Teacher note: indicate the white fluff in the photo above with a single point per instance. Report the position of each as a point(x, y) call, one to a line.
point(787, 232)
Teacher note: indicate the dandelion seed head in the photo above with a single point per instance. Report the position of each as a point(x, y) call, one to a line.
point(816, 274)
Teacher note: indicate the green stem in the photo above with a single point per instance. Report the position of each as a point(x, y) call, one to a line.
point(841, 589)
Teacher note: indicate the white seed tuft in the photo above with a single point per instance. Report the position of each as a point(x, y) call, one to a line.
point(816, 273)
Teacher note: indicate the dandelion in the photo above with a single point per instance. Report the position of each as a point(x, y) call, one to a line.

- **About this exercise**
Everything from the line containing "Teacher note: indicate the white seed" through the final line of the records is what you should print, exactly and with nothing added.

- **Response to this task**
Teacher note: indicate the white seed tuft in the photo above with a single point per instance. Report the position of each as a point(x, y) call, one to a line.
point(816, 273)
Teacher note: indicate the dandelion in the photo above with a single point per instance. Report the position of each as a point(x, y) call, one to a line.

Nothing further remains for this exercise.